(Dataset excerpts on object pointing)
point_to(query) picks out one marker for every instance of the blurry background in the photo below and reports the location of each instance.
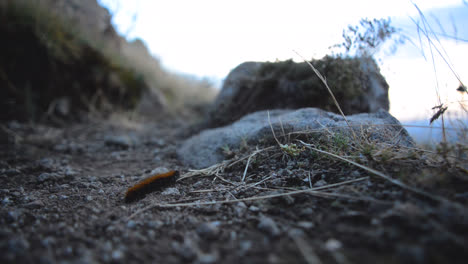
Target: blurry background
(206, 39)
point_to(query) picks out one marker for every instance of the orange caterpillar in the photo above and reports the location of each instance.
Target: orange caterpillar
(150, 184)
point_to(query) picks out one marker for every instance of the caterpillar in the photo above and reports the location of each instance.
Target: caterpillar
(150, 184)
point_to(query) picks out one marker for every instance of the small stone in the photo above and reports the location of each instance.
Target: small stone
(245, 246)
(240, 209)
(305, 224)
(333, 244)
(208, 258)
(171, 191)
(254, 208)
(34, 204)
(155, 224)
(123, 142)
(159, 170)
(320, 183)
(117, 255)
(209, 230)
(131, 224)
(183, 250)
(48, 177)
(11, 172)
(18, 246)
(6, 201)
(269, 226)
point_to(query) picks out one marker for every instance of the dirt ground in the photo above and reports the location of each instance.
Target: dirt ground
(62, 201)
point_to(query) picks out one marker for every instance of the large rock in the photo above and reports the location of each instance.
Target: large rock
(205, 149)
(252, 86)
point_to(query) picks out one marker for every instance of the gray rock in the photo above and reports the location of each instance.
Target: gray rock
(45, 176)
(205, 149)
(253, 86)
(269, 226)
(209, 230)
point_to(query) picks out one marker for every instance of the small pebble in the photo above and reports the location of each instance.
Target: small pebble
(131, 224)
(269, 226)
(333, 244)
(209, 230)
(320, 183)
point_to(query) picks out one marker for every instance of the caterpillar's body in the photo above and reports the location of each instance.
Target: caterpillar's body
(150, 184)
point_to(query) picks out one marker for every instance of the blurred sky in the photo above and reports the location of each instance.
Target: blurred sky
(208, 38)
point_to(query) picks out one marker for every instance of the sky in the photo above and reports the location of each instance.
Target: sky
(208, 38)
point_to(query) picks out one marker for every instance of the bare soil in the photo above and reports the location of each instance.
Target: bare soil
(62, 201)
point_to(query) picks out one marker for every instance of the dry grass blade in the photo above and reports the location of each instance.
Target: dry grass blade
(314, 191)
(331, 93)
(378, 173)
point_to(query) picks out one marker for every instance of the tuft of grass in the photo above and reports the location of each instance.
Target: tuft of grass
(43, 58)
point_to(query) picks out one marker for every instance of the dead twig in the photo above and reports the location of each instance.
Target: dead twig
(314, 191)
(378, 173)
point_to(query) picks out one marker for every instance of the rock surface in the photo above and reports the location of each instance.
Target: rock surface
(205, 148)
(252, 86)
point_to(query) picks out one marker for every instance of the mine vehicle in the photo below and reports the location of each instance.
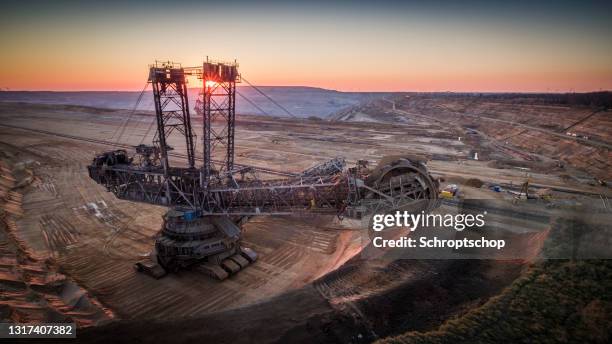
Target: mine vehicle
(210, 202)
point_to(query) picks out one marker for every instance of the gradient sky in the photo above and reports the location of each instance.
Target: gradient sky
(530, 46)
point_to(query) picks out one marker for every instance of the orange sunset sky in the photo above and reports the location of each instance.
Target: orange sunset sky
(348, 46)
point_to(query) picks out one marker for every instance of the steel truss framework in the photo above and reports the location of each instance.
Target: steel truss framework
(171, 109)
(223, 189)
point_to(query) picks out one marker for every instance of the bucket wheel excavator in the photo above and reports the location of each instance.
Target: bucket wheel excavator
(209, 202)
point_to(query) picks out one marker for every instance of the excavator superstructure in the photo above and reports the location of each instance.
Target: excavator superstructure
(212, 196)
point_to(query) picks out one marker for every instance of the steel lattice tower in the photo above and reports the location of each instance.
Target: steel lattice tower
(171, 108)
(219, 112)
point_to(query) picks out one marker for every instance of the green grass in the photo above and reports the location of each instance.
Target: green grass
(555, 301)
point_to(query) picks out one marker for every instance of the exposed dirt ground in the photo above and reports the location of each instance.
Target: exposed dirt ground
(310, 283)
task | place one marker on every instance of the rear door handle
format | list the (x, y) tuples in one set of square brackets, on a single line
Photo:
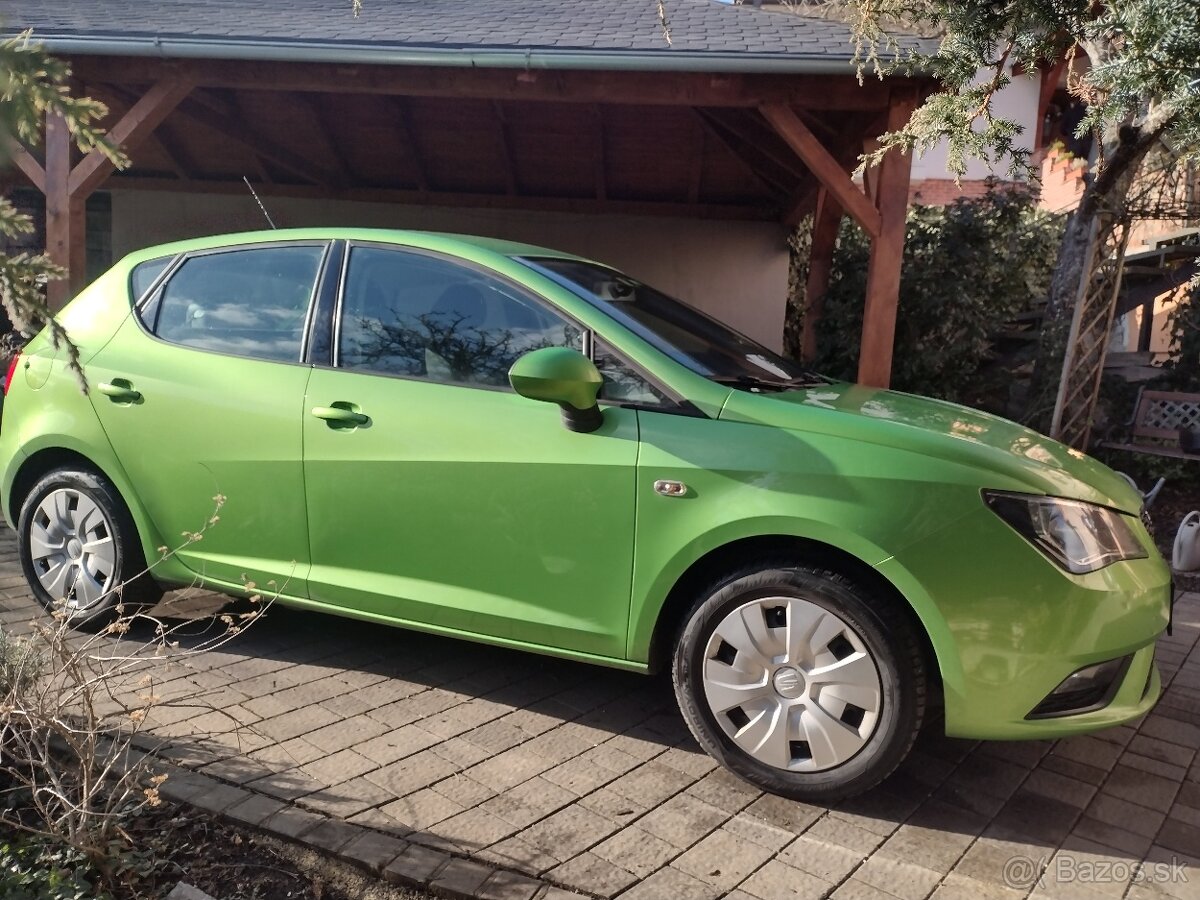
[(341, 414), (119, 391)]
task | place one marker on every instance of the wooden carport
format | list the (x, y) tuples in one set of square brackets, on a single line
[(706, 144)]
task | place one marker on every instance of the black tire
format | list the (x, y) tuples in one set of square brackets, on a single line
[(882, 629), (124, 580)]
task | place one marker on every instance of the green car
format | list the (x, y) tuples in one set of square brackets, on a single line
[(817, 563)]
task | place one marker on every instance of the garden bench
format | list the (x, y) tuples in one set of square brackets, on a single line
[(1157, 420)]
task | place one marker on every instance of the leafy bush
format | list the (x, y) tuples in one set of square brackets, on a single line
[(39, 869), (969, 269)]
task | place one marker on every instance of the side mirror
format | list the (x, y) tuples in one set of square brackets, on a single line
[(559, 375)]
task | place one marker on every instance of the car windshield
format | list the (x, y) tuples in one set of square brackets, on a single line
[(683, 333)]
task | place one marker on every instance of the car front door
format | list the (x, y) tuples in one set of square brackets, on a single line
[(201, 394), (438, 497)]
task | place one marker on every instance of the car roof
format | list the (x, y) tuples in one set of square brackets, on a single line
[(463, 244)]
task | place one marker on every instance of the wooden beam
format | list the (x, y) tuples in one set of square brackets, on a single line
[(447, 198), (408, 137), (600, 160), (283, 157), (28, 165), (65, 216), (826, 222), (481, 83), (887, 256), (328, 132), (773, 183), (822, 165), (696, 179), (505, 145), (141, 120)]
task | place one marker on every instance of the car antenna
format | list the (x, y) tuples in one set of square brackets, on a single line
[(255, 195)]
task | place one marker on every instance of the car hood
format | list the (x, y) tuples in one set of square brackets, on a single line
[(943, 430)]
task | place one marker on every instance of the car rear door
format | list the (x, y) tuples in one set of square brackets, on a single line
[(437, 496), (201, 393)]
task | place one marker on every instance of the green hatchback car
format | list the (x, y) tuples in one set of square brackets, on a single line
[(817, 563)]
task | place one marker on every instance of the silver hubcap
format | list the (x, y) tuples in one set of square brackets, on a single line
[(792, 684), (71, 545)]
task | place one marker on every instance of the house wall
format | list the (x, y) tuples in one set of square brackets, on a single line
[(1018, 101), (736, 271)]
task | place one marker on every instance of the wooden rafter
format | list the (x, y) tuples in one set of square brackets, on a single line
[(505, 145), (138, 123), (600, 161), (822, 165), (408, 137), (457, 199), (328, 132), (285, 157), (28, 165), (774, 183), (573, 87)]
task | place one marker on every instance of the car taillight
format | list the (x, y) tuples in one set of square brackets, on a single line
[(12, 370)]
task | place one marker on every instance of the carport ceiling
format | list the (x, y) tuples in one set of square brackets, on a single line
[(700, 161)]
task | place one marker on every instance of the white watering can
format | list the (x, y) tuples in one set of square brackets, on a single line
[(1186, 553)]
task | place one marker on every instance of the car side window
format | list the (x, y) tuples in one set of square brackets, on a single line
[(247, 303), (423, 317), (622, 382), (144, 275)]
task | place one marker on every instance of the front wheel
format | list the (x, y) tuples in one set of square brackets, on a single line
[(79, 549), (801, 682)]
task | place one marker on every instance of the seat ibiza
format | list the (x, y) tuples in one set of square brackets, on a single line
[(816, 563)]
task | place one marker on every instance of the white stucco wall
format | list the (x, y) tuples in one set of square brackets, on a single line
[(736, 271), (1018, 101)]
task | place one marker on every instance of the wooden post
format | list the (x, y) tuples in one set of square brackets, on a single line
[(826, 222), (67, 187), (887, 256), (65, 216)]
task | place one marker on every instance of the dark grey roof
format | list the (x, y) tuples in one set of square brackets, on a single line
[(581, 33)]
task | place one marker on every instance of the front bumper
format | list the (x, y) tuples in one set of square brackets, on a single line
[(1008, 627)]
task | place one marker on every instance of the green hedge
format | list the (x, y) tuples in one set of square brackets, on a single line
[(969, 269)]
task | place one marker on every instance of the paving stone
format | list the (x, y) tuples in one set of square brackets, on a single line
[(569, 832), (461, 876), (593, 875), (423, 809), (778, 881), (509, 886), (292, 822), (469, 831), (673, 883), (723, 859), (683, 821), (331, 834), (373, 851), (255, 809), (904, 880), (1140, 787), (725, 791), (753, 828), (636, 851), (828, 862), (415, 865), (412, 774)]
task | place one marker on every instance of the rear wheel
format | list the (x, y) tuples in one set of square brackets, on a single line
[(801, 682), (79, 547)]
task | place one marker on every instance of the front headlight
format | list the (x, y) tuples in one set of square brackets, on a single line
[(1078, 537)]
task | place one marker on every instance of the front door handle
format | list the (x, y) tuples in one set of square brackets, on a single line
[(341, 414), (119, 391)]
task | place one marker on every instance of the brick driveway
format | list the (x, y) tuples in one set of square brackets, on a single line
[(486, 772)]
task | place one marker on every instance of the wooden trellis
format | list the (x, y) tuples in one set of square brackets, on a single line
[(1091, 328)]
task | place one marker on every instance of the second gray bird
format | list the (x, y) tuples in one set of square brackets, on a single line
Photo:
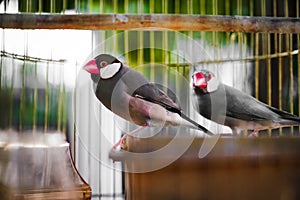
[(231, 107)]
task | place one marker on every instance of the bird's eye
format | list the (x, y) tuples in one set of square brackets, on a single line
[(103, 63)]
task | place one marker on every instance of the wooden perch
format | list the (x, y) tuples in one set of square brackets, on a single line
[(177, 22)]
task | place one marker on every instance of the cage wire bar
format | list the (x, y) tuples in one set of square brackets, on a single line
[(267, 34)]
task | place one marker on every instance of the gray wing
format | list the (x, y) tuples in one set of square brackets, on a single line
[(139, 86)]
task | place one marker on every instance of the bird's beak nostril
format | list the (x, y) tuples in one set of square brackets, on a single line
[(91, 67)]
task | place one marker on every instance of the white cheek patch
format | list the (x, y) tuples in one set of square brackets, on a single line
[(110, 70), (212, 84)]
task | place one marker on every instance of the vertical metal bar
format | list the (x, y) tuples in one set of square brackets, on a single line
[(280, 74), (46, 99), (52, 6), (291, 78), (59, 99), (152, 44), (141, 37), (289, 48), (22, 99), (35, 97), (40, 6), (256, 65), (298, 42), (64, 6), (203, 12), (11, 98), (126, 34), (2, 49)]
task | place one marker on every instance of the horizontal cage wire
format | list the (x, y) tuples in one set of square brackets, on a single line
[(252, 45)]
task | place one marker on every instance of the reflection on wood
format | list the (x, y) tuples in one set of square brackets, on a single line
[(151, 22), (236, 168)]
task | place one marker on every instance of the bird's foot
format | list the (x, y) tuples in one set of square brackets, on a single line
[(254, 133), (122, 142)]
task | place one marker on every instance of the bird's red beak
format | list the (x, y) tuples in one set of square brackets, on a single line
[(91, 67)]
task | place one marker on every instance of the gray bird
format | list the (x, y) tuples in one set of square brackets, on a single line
[(231, 107), (130, 95)]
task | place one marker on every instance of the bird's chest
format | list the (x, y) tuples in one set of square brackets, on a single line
[(210, 104), (107, 91)]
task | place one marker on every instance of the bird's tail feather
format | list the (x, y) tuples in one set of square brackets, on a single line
[(195, 124)]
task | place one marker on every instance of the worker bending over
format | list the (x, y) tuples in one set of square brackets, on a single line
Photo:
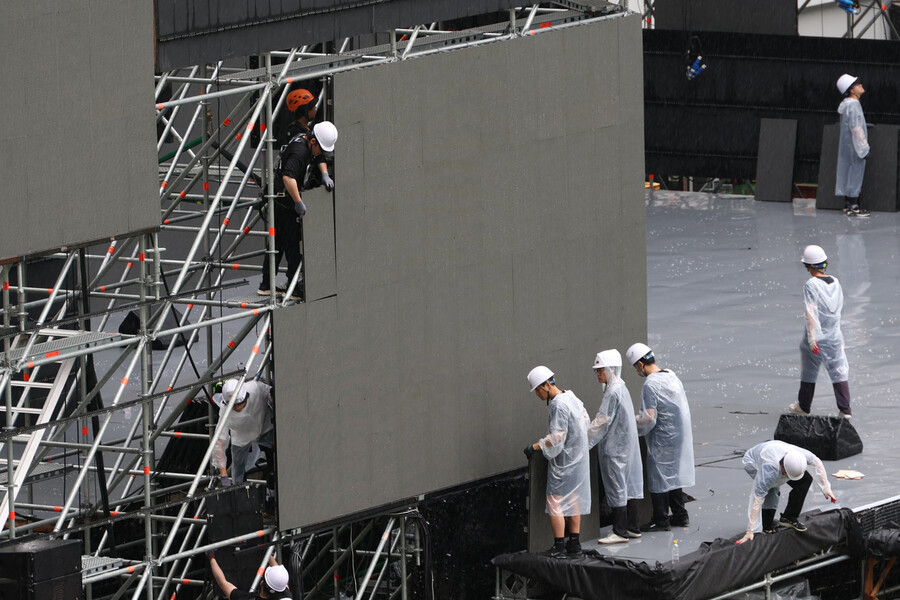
[(566, 448), (250, 421), (614, 433), (771, 465)]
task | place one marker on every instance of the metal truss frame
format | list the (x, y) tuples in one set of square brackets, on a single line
[(215, 173)]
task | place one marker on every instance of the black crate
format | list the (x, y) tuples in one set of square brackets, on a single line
[(236, 513), (67, 587), (40, 560)]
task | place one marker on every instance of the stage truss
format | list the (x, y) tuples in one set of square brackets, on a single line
[(90, 410)]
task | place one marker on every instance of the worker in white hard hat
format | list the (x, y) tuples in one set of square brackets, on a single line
[(274, 584), (665, 420), (568, 475), (614, 433), (303, 150), (771, 465), (853, 148), (823, 341), (249, 421)]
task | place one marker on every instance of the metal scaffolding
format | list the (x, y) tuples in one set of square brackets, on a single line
[(91, 410)]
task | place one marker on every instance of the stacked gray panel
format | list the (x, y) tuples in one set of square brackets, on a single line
[(489, 217), (76, 140)]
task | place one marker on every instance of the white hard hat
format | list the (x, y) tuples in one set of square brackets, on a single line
[(845, 82), (794, 465), (276, 578), (539, 375), (229, 388), (813, 255), (326, 134), (608, 358), (636, 352)]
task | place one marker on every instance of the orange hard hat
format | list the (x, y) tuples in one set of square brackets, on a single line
[(299, 98)]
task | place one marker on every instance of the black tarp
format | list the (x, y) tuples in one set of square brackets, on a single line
[(829, 438), (715, 568), (883, 543)]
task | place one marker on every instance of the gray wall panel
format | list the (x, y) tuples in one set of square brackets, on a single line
[(318, 244), (78, 128), (488, 213)]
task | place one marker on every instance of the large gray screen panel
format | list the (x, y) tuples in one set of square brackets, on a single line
[(76, 139), (489, 217)]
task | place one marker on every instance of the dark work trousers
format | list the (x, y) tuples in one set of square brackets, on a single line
[(625, 518), (841, 395), (673, 499), (797, 496), (287, 242)]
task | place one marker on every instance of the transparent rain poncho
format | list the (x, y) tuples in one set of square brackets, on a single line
[(614, 433), (665, 420), (852, 149), (824, 301), (250, 424), (566, 449), (763, 463)]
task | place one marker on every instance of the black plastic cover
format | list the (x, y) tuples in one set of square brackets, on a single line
[(715, 568), (883, 543), (829, 438)]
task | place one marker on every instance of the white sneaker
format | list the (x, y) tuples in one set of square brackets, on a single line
[(613, 538), (795, 408)]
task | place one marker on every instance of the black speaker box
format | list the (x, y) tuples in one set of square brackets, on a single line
[(829, 438), (235, 513), (10, 589), (67, 587), (40, 560)]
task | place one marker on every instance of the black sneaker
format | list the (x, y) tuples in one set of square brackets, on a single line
[(684, 521), (573, 550), (653, 527), (792, 523), (556, 552)]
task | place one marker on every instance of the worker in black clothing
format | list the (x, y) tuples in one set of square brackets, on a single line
[(273, 585), (302, 104), (293, 163)]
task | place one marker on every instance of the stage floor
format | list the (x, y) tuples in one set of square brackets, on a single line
[(724, 284)]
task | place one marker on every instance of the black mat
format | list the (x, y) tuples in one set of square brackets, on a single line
[(715, 568)]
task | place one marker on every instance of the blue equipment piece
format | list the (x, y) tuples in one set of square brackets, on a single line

> _Aim of the task_
Give everything in the rows from the line containing "in white hard hat" down to the line containing "[(829, 438), (715, 568), (883, 543)]", both included, as a JSON list of strings with one string per line and blank lines omitted.

> _Exercise result_
[
  "task | place one marker on every instance of the worker in white hard hat",
  "format | list the (x, y) tuples in one set of square brackets, on a single line",
  "[(274, 584), (665, 420), (568, 475), (614, 433), (303, 150), (771, 465), (853, 148), (823, 341), (249, 421)]",
  "task | place one marker on every instance of the metal scaffolding",
  "format | list the (x, y) tuples in one set of square brackets, on a single line",
  "[(91, 410)]",
  "task | place one marker on every instance of the stacked gray panel",
  "format | list the (x, y) tuples in one set of square brackets, on a single line",
  "[(489, 217), (76, 140)]",
  "task | place one marker on every instance of the white hard hat",
  "format | list the (x, y) tuples in one set of square brackets, on a single line",
  "[(845, 82), (794, 465), (276, 578), (539, 375), (229, 388), (813, 255), (326, 134), (608, 358), (636, 352)]",
  "task | place one marker on every instance of the orange hard hat",
  "format | list the (x, y) tuples in one set of square brackets, on a single line",
  "[(299, 98)]",
  "task | place one marker on every instance of the black tarp",
  "format | list the (x, y) tuples in one set of square brackets, on a single line",
  "[(829, 438), (715, 568), (883, 543)]"
]